Task description => Copy out all of the records below, putting "pin" wherever "marker" appears and keeping everything else the same. Leave the pictures out.

-- Begin --

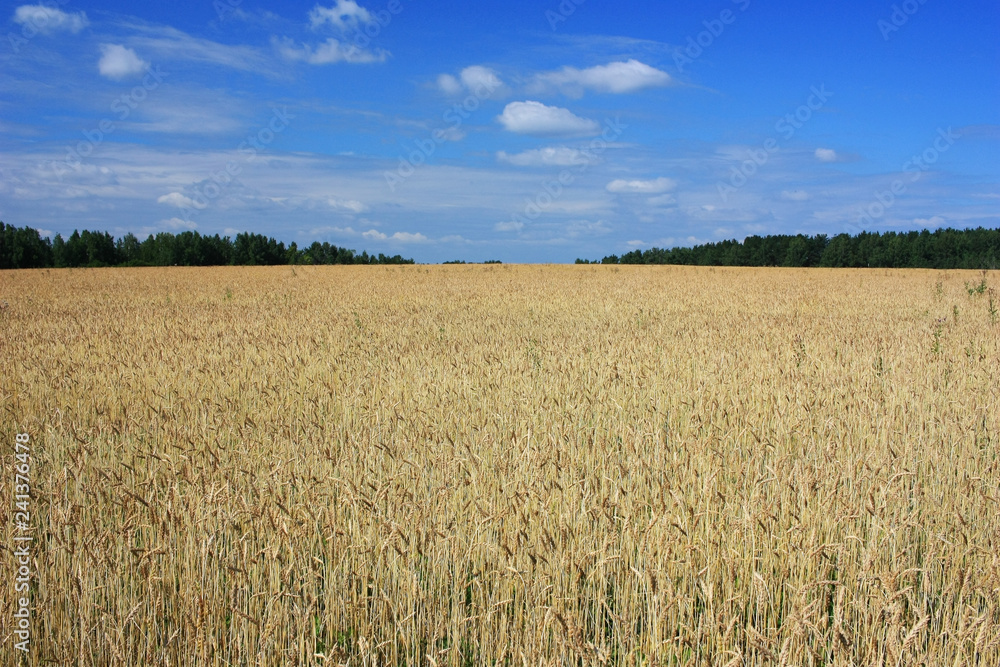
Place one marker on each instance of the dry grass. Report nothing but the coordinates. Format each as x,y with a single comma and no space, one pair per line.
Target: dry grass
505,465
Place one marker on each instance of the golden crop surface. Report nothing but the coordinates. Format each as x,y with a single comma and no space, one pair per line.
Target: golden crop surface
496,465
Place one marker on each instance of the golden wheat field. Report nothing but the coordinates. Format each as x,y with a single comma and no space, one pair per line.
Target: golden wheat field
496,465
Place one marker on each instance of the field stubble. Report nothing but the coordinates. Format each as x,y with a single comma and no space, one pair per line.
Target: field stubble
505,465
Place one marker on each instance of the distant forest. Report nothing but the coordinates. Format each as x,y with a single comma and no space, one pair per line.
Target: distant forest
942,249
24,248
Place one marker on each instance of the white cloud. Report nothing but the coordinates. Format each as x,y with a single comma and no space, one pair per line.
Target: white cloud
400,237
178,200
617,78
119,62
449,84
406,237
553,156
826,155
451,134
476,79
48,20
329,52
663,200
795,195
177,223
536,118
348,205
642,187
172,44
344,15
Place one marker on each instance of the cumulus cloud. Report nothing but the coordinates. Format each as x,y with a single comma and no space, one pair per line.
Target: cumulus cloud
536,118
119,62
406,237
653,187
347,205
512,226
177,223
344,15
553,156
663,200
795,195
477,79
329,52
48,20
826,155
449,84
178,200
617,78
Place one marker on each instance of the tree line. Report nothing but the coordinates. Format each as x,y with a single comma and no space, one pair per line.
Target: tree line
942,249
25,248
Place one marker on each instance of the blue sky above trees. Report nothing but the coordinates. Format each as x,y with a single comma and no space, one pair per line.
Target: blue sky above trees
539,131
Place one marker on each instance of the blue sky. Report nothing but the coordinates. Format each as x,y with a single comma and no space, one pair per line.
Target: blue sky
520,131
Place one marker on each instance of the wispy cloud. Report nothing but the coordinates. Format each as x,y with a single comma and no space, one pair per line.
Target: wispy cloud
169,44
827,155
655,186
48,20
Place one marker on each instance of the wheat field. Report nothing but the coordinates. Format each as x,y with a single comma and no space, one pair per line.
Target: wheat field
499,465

-- End --

Task output =>
Place one pin on each instance of the dry grass. Report nothing but the coordinates. Format each as x,y with a single comma and no space, one pair per line.
Target: dry grass
505,465
Place one pin on each instance of the golden crop surface. Report nothing but the coordinates. Format each as x,y with a single comma and no space, one pair per line.
Target: golden crop surface
496,465
Place one pin on each instance of the golden wheat field. Report nothing but the coordinates. Format each as x,y with a single comma and no space, one pair per line.
Target: golden wheat field
496,465
Place one pin on each instance of the field stubble. Report nothing but the coordinates. Format each as x,y with a single comma and no space, one pair per line.
Target: field stubble
505,465
Place one pin on each instance of the distant forest. Report nothing but the coordinates. Format each as x,y with a single comma and no space, one pair per line.
Target: distant forest
942,249
24,248
Place one pin on each instance of the white cloud. Report nothing but the coordinates. Format each as x,y with a single comma and no space, one pair per line.
Target: white cloud
400,237
178,200
617,78
119,62
449,84
406,237
553,156
826,155
451,134
476,79
48,20
329,52
663,200
795,195
177,223
536,118
348,205
642,187
172,44
344,15
Place one pin on each instance of the cumulus cloud. Report nothing but the coordinates. Format each as x,y with a single comma and no space, one pair per line.
Target: cumulus cloud
536,118
119,62
406,237
653,187
347,205
512,226
177,223
344,15
553,156
663,200
795,195
477,79
329,52
48,20
826,155
449,84
178,200
617,78
Place one pin on each instance of the tree line. Report nothing but the coordinates. Format each as x,y with a single comma and no space, one pair per line.
Target: tree line
942,249
25,248
Place one pin on each instance of the blue sky above trees. Report nothing but the coordinates. Format each as x,y with a single comma and no space, one pair per line.
Target: blue sky above trees
539,131
Place one pin on each instance of the blue sky. Report nothing but the coordinates. Format each as x,y with a single comma and no space, one pair per line.
Target: blue sky
520,131
Place one pin on each instance of the wispy cloud. Report nothing but the coordinates. Format each as x,y with a single comma and no space, one pair per line.
Target: wispy cloud
169,44
827,155
655,186
48,20
Place one pin on each instance of the wheat field. Report nothing but the coordinates. Format each as x,y with a single comma and no space, one pair per line.
Target: wheat field
499,465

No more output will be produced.